Saved data entries:
⟨
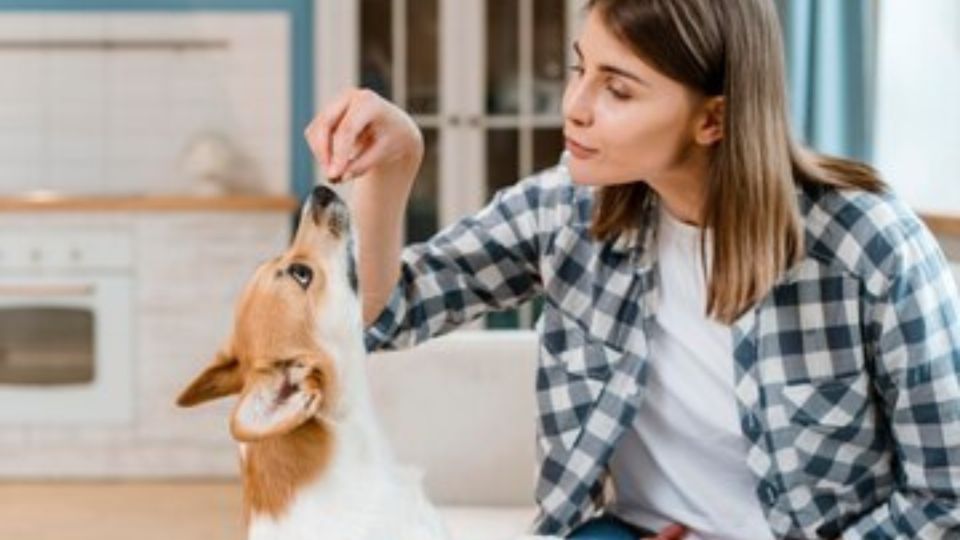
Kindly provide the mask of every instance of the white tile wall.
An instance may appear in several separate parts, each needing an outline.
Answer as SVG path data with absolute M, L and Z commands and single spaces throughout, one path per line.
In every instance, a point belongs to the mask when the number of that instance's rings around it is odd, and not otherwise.
M 0 49 L 0 194 L 190 191 L 191 137 L 227 133 L 289 186 L 289 23 L 278 13 L 2 14 L 0 41 L 203 39 L 187 50 Z

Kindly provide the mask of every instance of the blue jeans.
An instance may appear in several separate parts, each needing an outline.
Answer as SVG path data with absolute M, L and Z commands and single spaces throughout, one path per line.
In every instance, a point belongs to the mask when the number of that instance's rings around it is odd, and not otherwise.
M 656 533 L 608 514 L 591 519 L 577 527 L 567 538 L 569 540 L 637 540 L 650 536 L 656 536 Z

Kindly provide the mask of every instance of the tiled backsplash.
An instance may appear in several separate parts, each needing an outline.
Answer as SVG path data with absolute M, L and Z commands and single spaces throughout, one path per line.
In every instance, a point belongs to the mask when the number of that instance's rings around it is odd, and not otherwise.
M 0 14 L 0 194 L 196 191 L 182 162 L 210 133 L 287 192 L 289 31 L 278 13 Z

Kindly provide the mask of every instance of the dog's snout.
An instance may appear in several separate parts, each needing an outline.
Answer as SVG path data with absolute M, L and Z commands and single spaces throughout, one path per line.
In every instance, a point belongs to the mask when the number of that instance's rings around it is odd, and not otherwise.
M 337 195 L 335 191 L 323 185 L 313 188 L 313 193 L 310 197 L 314 206 L 317 206 L 321 209 L 330 206 L 330 204 L 333 202 L 342 202 L 340 200 L 340 196 Z
M 307 204 L 313 222 L 316 225 L 325 224 L 334 236 L 341 236 L 349 227 L 346 203 L 328 186 L 314 187 Z

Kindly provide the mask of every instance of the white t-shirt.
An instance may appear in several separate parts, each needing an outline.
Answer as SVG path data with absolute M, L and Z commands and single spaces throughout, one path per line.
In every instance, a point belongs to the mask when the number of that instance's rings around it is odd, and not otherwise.
M 682 523 L 689 540 L 772 539 L 746 465 L 730 327 L 705 315 L 700 231 L 661 206 L 646 396 L 611 457 L 611 511 L 654 531 Z

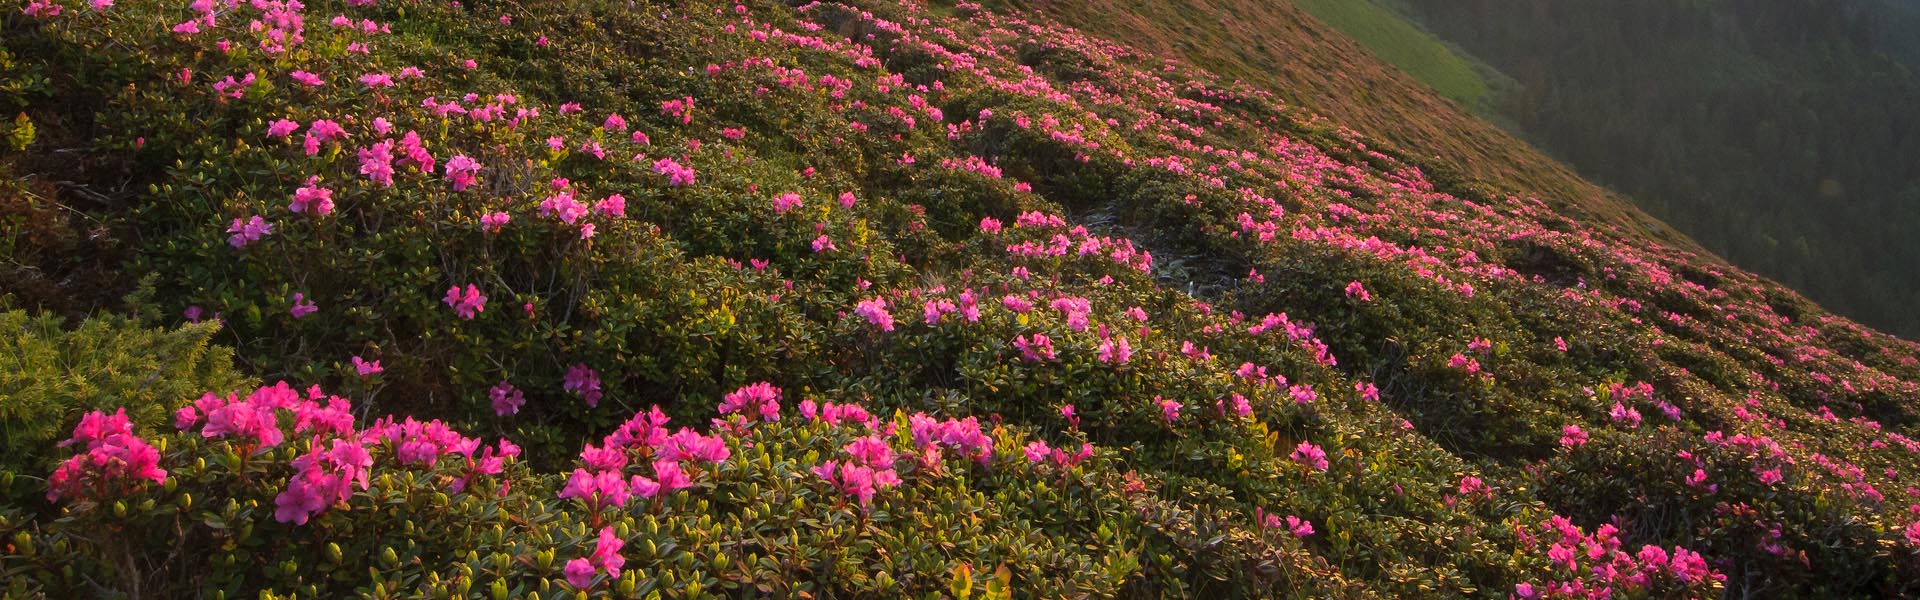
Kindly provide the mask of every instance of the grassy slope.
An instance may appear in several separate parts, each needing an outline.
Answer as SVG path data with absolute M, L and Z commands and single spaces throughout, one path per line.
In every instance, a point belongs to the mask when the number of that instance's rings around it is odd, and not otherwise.
M 1371 1 L 1294 0 L 1294 4 L 1454 102 L 1479 106 L 1486 98 L 1487 81 L 1474 71 L 1472 61 L 1393 11 Z
M 1184 59 L 1398 148 L 1436 180 L 1538 196 L 1663 244 L 1698 246 L 1625 198 L 1475 117 L 1293 4 L 1254 0 L 1008 0 L 1143 52 Z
⟩
## What the task requires
Every entry above should be given again exactly, with no images included.

## Answer to the problem
Kindly provide the mask of every instance of the white tile wall.
An instance may appear in several separate parts, each needing an outline.
Answer as SVG path data with absolute M, L and Z commands and single spaces throughout, one path per line.
In every instance, a point belongs to the mask when the number of that instance's rings around it is odd, and not otherwise.
M 0 49 L 0 194 L 190 191 L 191 137 L 227 133 L 289 186 L 289 23 L 278 13 L 2 14 L 0 41 L 203 39 L 187 50 Z

Kindly provide the mask of every instance of the blue jeans.
An instance may appear in several separate parts, each needing an outline.
Answer as SVG path data with absolute M, L and Z commands and single spaces throughout, one path per line.
In every instance, a point belongs to the mask when the number of that instance's rings around it is odd, and not otherwise.
M 656 533 L 608 514 L 591 519 L 577 527 L 567 538 L 569 540 L 637 540 L 650 536 L 656 536 Z

Kindly provide the mask of every instance of the tiled backsplash.
An instance may appear in several separate parts, each needing an outline.
Answer as SVG path data with absolute M, L and Z commands and single spaces throughout, one path per line.
In every instance, a point belongs to the mask when the number of that instance's rings around it is odd, and not otherwise.
M 0 14 L 0 194 L 196 191 L 182 162 L 210 133 L 287 192 L 289 31 L 278 13 Z

Kindly provide the mask of every instance of the dog's snout.
An instance may appear in several separate parts, each needing an outline.
Answer as SVG path data with absolute M, L and Z commands and single spaces throughout, one path per line.
In every instance, a point belongs to the mask when the number of that instance's rings around it is odd, and not otherwise.
M 337 195 L 335 191 L 323 185 L 313 188 L 313 193 L 310 197 L 314 206 L 317 206 L 321 209 L 330 206 L 330 204 L 333 202 L 342 202 L 340 200 L 340 196 Z
M 307 204 L 313 222 L 316 225 L 325 224 L 334 236 L 341 236 L 349 227 L 346 203 L 328 186 L 314 187 Z

Kindly provide the mask of every instance of the white t-shirt.
An instance may appear in several separate parts, each needing an outline.
Answer as SVG path data with absolute M, L and Z commands and single spaces throughout, one path per line.
In every instance, a point belongs to the mask when the number of that instance's rings around it is odd, and not otherwise.
M 682 523 L 689 540 L 772 539 L 746 465 L 730 327 L 705 315 L 700 231 L 661 206 L 646 396 L 611 457 L 611 511 L 654 531 Z

Kindly provide the mask of every instance of the grassy slope.
An instance may appear in several separate parts, each needing an outline.
Answer as SVG path data with absolute M, L and Z commands and single spaces throughout, one path per line.
In every instance, a point belongs to the mask when the number of that instance's rings around it is odd, and not otherwise.
M 1371 1 L 1294 0 L 1294 4 L 1454 102 L 1479 106 L 1486 98 L 1487 81 L 1474 71 L 1472 61 L 1393 11 Z
M 1184 59 L 1398 148 L 1436 180 L 1538 196 L 1663 244 L 1698 246 L 1625 198 L 1475 117 L 1293 4 L 1254 0 L 1008 0 L 1143 52 Z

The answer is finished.